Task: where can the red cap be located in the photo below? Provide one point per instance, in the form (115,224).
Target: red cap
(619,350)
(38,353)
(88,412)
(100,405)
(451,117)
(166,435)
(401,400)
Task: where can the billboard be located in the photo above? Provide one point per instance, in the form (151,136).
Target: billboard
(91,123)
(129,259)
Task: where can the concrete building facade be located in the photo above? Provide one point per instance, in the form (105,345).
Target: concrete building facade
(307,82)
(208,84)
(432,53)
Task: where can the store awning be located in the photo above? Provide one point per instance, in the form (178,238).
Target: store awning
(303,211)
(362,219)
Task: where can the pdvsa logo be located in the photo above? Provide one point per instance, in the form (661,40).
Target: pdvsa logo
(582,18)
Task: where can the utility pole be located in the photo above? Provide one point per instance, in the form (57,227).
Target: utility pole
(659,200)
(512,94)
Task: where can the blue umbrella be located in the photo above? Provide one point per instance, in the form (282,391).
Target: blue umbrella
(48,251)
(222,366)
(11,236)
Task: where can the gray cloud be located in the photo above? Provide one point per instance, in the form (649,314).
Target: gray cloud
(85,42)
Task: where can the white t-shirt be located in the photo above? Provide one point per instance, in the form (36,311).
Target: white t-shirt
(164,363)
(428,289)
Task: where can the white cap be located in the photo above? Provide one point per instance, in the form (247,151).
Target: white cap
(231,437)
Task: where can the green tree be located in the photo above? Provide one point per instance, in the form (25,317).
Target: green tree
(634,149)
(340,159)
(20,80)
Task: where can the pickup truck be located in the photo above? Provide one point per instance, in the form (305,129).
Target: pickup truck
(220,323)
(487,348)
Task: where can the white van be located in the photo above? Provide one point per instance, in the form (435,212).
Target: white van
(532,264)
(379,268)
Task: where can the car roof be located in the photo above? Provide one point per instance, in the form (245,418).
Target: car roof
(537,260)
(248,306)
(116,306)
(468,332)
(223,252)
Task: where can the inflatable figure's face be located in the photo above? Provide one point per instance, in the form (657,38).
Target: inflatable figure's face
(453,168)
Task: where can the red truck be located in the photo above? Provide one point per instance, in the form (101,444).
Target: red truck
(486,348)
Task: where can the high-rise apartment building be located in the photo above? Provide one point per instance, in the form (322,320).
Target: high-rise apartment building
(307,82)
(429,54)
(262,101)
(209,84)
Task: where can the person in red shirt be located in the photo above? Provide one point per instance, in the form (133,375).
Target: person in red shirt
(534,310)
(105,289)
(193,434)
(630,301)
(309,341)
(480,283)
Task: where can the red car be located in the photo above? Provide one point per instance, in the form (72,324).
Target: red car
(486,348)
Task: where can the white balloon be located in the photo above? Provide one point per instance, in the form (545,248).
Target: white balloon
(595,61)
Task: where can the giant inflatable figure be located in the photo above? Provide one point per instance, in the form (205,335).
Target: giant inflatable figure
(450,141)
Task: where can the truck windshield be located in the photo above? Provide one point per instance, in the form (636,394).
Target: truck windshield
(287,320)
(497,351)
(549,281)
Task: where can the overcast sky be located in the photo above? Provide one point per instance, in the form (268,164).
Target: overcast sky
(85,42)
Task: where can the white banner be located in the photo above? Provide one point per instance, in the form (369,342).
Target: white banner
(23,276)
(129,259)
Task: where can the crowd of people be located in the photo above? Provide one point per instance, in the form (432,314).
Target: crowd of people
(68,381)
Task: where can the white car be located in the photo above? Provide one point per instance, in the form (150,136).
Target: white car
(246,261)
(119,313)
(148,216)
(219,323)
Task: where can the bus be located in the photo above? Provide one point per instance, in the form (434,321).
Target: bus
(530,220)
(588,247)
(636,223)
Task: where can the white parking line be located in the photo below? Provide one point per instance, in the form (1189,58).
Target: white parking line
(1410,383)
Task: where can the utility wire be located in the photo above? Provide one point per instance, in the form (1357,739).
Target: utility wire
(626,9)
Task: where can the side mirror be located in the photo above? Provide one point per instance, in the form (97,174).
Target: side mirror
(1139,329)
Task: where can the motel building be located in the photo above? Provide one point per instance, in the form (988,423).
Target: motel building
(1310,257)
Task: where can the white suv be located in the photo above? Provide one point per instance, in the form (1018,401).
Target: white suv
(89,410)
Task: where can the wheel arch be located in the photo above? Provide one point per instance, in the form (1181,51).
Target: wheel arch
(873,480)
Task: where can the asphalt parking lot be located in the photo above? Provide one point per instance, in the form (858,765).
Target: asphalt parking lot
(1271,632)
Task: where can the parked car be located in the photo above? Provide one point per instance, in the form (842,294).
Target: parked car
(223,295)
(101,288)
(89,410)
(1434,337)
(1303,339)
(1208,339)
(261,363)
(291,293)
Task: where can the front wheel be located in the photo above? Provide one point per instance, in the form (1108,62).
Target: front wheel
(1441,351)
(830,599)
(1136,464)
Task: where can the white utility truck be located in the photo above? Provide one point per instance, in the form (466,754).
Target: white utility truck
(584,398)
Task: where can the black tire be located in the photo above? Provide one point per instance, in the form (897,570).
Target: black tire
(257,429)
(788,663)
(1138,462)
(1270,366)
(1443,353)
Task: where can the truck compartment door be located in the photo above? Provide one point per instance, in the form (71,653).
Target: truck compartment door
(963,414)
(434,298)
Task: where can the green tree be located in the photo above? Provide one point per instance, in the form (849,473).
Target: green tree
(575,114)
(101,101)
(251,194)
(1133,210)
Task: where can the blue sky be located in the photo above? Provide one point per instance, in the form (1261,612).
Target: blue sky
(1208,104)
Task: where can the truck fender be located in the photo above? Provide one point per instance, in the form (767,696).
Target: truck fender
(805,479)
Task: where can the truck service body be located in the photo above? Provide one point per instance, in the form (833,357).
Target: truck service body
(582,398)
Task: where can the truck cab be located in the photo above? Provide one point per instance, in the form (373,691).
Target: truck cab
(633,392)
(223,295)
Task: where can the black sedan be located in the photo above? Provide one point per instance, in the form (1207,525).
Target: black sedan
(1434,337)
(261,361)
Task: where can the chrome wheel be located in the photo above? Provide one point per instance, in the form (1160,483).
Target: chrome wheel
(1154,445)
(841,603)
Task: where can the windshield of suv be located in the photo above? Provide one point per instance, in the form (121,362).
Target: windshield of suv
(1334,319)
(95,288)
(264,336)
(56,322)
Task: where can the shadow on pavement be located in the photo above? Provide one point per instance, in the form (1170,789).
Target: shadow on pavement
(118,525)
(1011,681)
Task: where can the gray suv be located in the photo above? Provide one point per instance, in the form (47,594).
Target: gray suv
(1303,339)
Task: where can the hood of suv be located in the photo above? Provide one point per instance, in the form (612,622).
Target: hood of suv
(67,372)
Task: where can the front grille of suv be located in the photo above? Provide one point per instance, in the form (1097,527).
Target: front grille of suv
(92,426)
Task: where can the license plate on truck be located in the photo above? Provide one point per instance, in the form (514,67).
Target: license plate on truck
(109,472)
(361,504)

::::::::

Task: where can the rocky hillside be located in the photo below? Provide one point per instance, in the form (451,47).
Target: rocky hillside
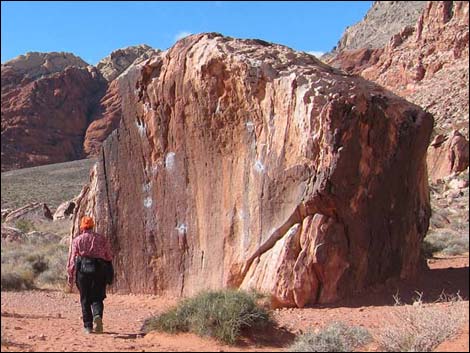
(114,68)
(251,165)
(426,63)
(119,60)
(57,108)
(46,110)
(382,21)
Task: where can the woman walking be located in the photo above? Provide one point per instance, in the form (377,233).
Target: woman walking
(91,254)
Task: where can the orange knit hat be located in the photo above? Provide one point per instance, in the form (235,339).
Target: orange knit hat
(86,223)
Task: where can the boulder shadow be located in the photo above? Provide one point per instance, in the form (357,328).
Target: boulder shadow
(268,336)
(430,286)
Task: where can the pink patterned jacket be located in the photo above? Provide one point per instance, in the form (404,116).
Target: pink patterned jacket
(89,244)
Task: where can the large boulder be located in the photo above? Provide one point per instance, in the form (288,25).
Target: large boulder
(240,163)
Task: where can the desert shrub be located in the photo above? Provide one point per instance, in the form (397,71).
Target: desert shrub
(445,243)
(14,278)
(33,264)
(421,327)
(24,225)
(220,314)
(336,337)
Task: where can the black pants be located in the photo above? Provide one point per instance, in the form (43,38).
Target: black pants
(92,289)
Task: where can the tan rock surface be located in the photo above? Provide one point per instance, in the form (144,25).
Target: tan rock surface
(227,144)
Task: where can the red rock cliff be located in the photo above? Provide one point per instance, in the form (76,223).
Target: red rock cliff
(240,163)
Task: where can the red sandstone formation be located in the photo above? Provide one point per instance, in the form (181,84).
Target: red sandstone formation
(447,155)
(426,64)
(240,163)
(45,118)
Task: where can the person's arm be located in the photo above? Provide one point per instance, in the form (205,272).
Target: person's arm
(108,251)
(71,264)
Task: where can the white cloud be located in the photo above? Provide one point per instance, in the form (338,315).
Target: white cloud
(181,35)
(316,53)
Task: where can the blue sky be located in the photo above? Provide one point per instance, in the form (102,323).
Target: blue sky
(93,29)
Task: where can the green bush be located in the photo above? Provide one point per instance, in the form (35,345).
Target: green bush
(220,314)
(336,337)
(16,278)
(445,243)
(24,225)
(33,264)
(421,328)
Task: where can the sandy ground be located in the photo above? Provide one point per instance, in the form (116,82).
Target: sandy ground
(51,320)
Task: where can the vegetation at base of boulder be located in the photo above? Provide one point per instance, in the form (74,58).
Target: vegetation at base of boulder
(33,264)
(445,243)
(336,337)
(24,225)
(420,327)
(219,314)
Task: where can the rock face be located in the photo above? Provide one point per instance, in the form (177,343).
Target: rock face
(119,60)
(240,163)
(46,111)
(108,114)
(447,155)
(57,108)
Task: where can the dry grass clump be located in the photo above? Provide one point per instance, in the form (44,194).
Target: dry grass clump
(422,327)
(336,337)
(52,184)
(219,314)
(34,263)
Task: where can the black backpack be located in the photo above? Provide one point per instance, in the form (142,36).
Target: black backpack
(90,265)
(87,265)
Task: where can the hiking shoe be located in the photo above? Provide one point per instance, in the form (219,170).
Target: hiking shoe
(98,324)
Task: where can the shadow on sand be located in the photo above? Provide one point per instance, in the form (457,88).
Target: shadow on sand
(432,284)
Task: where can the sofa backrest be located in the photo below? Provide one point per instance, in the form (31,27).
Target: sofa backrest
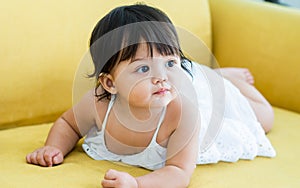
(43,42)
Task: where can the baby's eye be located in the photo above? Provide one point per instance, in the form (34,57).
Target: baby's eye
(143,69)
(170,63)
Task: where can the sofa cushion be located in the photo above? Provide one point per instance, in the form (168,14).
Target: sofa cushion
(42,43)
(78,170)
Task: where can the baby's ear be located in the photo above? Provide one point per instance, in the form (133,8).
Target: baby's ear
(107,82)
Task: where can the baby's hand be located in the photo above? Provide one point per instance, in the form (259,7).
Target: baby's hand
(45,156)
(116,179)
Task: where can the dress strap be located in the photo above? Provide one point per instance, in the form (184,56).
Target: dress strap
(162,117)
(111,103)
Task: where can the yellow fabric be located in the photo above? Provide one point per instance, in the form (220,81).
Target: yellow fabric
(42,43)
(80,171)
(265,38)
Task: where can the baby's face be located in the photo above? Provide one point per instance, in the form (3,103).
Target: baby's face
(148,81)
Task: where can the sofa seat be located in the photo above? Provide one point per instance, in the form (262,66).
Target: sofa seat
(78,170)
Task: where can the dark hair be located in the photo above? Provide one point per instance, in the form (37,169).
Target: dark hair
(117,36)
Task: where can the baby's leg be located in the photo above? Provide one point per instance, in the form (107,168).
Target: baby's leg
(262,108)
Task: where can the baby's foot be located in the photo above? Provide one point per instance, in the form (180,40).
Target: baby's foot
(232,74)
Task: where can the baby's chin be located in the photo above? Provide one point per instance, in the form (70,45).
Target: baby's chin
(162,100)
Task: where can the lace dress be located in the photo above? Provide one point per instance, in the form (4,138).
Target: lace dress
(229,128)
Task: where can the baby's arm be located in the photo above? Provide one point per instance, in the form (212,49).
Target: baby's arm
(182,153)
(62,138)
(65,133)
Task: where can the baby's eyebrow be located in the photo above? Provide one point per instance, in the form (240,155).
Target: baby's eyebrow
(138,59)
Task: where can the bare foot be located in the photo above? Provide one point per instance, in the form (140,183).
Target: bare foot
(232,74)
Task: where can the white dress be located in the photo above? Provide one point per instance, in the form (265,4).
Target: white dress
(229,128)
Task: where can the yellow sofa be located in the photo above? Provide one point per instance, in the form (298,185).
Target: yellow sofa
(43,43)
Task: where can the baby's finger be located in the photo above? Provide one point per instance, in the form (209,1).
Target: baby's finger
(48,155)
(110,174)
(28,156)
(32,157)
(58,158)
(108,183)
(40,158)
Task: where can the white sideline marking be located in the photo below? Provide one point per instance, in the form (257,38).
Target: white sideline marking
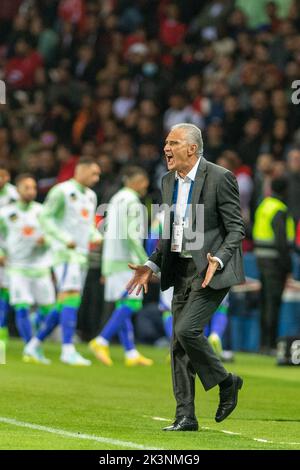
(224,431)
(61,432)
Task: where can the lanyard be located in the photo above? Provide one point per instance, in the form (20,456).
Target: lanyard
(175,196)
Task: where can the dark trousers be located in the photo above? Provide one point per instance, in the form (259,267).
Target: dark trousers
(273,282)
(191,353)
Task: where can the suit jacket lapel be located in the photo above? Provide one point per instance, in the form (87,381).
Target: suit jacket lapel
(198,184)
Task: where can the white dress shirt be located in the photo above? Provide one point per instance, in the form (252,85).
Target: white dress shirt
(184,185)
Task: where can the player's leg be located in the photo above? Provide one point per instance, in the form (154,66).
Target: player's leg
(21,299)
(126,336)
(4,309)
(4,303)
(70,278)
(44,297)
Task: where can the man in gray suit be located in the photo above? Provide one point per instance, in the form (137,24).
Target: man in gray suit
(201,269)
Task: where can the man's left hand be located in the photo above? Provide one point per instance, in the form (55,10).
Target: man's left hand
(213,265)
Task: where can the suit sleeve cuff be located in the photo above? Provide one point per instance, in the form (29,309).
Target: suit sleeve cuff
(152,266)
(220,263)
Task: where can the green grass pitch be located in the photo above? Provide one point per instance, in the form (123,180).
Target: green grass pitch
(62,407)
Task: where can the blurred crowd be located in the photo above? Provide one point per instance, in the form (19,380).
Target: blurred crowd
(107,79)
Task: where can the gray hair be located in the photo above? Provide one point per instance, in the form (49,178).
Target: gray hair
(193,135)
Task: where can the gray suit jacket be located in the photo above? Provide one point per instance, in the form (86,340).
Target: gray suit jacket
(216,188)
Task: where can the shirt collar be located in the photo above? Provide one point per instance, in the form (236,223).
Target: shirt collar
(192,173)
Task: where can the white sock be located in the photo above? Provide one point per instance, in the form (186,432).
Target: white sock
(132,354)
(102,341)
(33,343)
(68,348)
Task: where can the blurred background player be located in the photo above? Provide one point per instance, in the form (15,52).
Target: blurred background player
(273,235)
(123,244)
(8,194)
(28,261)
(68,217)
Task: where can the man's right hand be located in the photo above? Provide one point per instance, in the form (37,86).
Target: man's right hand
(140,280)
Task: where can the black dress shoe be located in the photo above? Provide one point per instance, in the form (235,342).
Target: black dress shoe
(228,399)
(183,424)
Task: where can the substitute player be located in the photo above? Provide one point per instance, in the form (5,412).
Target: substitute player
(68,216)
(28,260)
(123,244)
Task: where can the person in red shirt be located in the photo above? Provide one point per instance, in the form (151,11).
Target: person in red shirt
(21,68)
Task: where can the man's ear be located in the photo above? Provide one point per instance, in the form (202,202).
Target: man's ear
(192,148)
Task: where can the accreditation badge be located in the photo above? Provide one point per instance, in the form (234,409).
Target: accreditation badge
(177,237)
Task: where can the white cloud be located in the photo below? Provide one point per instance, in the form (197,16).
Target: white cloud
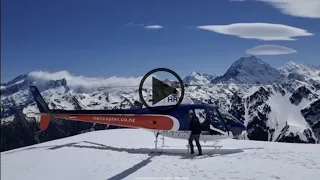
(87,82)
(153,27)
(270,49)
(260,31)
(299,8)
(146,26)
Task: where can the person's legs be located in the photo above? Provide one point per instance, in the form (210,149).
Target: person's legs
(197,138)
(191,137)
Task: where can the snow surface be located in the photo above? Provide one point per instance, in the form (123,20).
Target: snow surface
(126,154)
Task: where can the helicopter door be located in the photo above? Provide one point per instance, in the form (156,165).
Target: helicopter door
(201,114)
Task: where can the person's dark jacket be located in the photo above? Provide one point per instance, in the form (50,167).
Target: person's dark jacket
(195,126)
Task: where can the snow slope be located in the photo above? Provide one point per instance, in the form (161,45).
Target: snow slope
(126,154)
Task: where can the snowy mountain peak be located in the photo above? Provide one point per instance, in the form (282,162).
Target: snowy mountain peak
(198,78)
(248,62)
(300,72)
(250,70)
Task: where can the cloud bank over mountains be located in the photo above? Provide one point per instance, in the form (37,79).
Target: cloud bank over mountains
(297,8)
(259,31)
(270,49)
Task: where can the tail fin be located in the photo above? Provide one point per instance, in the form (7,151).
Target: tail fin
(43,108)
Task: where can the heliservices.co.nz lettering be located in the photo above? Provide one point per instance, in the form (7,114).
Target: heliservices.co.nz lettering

::::::::

REQUIREMENT: Display every line in the items above that contains the string "facade", treating uppercase and lowercase as different.

RIGHT ANSWER:
Task: where can the concrete building facade be located in the photo above? Provide one point per instance, in the form (105,345).
Target: concrete building facade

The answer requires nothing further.